## [STATED PROBLEM]
Rewrite the part of the records that opens with the line containing "Audit check: the white ceiling" and closes with the line containing "222 179 285 213", both ends included. Keep every request line as it is, and shift each bounding-box coordinate in the answers by -32.

## [Dataset rows]
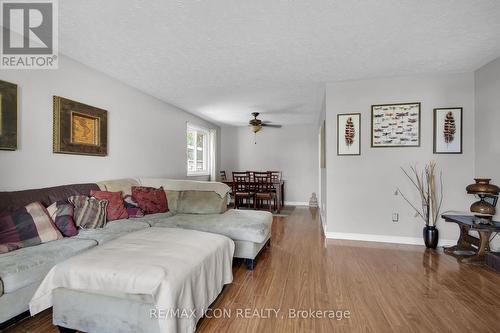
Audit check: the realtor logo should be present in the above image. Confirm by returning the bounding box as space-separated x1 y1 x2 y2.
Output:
0 0 58 69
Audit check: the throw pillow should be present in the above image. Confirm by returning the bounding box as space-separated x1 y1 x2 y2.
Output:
68 195 108 229
123 194 144 218
0 202 63 253
47 200 78 237
90 190 128 221
132 186 168 214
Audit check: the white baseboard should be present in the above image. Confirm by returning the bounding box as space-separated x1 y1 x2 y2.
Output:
325 231 457 246
285 201 309 206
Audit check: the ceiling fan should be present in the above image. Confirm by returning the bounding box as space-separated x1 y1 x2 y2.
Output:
248 112 281 133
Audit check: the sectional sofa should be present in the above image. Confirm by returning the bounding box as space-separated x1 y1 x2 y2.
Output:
0 178 272 323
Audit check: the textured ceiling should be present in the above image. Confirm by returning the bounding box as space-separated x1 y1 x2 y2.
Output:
59 0 500 125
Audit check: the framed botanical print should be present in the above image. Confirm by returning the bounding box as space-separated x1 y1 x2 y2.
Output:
0 80 17 150
434 107 463 154
337 113 361 156
371 103 420 148
53 96 108 156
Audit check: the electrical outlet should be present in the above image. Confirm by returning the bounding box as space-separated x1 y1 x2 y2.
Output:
392 213 399 223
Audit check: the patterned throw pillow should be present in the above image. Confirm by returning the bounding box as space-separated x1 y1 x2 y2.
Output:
123 194 144 218
47 200 78 237
132 186 168 214
90 190 128 221
68 195 108 229
0 202 63 253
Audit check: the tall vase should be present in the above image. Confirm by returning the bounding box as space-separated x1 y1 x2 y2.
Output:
423 225 439 249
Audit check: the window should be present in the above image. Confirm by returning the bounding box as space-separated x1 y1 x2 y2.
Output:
187 124 211 176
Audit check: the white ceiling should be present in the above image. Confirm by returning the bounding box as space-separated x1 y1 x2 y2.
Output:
59 0 500 125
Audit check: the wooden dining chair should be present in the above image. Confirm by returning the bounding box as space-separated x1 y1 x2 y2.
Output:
233 172 255 209
254 172 277 212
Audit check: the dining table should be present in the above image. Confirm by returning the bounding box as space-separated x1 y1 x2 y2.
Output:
222 179 285 213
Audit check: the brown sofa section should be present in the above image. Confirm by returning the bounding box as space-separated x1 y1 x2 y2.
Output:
0 184 99 214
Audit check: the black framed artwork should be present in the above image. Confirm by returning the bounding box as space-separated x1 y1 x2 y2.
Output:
0 80 17 150
433 107 463 154
337 113 361 156
371 103 420 148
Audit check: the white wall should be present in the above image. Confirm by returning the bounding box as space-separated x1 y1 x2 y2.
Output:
326 73 474 244
0 57 219 190
475 58 500 185
317 95 326 226
475 58 500 251
221 125 318 203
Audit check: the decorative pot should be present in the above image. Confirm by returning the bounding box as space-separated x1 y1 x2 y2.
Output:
424 226 439 249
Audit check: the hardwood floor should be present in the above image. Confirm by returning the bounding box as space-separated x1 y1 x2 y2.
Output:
6 208 500 333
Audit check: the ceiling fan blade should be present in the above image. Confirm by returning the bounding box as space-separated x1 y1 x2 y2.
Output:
261 123 281 128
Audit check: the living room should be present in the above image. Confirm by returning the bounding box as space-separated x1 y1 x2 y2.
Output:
0 0 500 333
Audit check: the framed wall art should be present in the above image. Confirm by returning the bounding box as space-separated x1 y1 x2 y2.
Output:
337 113 361 156
53 96 108 156
371 103 420 148
434 107 463 154
319 120 326 169
0 80 17 150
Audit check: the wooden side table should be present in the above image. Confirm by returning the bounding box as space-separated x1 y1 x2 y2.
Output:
442 215 500 263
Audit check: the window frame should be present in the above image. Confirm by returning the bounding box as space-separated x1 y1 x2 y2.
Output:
186 123 211 176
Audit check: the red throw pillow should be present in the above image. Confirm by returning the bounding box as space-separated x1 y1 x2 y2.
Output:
90 190 128 221
132 186 168 214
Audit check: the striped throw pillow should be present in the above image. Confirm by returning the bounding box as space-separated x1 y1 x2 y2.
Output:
47 200 78 237
0 202 63 253
68 195 108 229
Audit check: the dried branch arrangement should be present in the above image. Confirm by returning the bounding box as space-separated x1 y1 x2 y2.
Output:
396 161 443 227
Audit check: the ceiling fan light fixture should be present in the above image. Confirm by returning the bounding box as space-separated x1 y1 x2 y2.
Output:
250 124 262 133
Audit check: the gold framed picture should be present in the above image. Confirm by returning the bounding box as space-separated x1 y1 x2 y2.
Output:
53 96 108 156
0 80 17 150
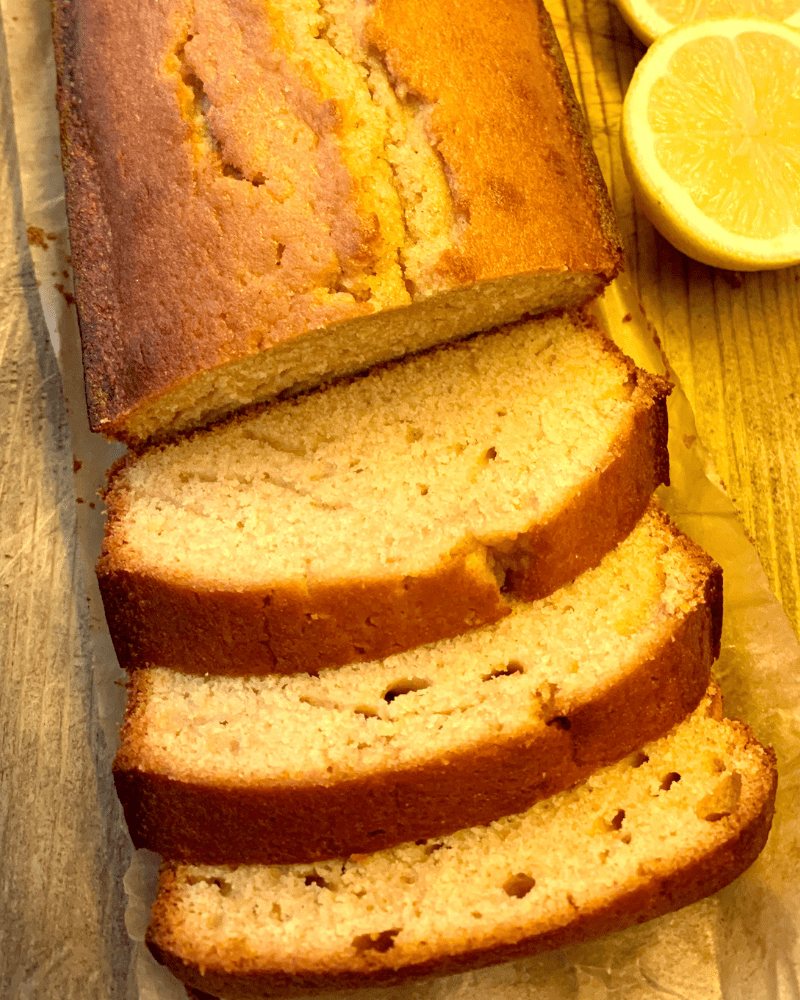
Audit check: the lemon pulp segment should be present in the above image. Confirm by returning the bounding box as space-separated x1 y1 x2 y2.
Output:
648 32 800 239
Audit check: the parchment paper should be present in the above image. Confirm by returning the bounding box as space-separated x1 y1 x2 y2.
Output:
7 0 800 1000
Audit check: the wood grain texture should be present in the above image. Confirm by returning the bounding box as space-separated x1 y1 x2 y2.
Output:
0 9 132 1000
547 0 800 634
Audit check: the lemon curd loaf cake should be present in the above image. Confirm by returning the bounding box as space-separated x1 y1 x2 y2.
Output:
114 504 722 863
54 0 621 443
98 316 669 674
148 699 776 1000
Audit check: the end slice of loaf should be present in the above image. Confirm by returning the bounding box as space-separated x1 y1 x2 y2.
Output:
114 504 722 864
53 0 622 444
98 316 669 674
148 696 776 1000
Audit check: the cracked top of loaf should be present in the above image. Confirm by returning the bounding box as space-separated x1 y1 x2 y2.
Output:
54 0 621 443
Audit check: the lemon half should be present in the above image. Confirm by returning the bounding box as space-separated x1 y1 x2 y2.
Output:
622 17 800 271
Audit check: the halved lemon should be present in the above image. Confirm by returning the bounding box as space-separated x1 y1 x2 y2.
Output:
622 17 800 271
616 0 800 45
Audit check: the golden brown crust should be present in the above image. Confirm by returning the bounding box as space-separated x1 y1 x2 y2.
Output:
147 723 777 1000
97 356 669 675
369 0 620 282
114 561 722 864
53 0 622 441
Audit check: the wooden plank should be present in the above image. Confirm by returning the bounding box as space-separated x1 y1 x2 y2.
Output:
0 11 134 1000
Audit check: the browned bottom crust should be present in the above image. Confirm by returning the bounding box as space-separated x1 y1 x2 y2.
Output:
147 736 777 1000
97 369 669 676
114 567 722 864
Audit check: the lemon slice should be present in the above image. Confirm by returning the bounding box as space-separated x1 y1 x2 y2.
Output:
616 0 800 45
622 17 800 271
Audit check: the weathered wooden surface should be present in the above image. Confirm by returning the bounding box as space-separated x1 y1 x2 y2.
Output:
0 9 130 1000
545 0 800 634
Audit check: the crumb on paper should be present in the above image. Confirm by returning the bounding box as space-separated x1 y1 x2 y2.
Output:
28 226 49 250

## [SOLVED EXERCISE]
Audit check: the white ceiling should be present in the above image. Confirm by returning the bounding box as space-separated x1 y1 x2 y2.
Output:
27 -32 468 93
Audit check: the wooden dining chair should be present in the above image. Confirm by returning the bounding box as space-separated x1 y1 x2 y2.
Output:
201 140 223 177
222 140 245 180
Audit check: the dining table should be present in the above image. Confirm by returning the bounding box as space-separated x1 y1 x2 y2.
Output:
190 147 253 181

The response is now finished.